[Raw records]
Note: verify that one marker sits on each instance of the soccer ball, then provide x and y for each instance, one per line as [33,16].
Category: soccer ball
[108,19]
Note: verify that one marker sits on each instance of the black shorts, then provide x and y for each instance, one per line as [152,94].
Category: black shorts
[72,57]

==

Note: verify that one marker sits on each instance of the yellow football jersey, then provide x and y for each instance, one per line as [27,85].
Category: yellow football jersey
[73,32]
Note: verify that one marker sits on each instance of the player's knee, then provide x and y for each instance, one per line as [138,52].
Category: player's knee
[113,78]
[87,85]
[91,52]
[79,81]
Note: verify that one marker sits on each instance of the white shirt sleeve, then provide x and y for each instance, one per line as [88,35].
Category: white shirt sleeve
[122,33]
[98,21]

- Aim of the task -
Select every line above that contains the string "sleeve", and copy each one as it appears.

- Exercise response -
Note: verify that one marker sits on each instance of the white shirt sleeve, then provide x and y for each instance, one per line as [88,35].
Category: white shirt sleeve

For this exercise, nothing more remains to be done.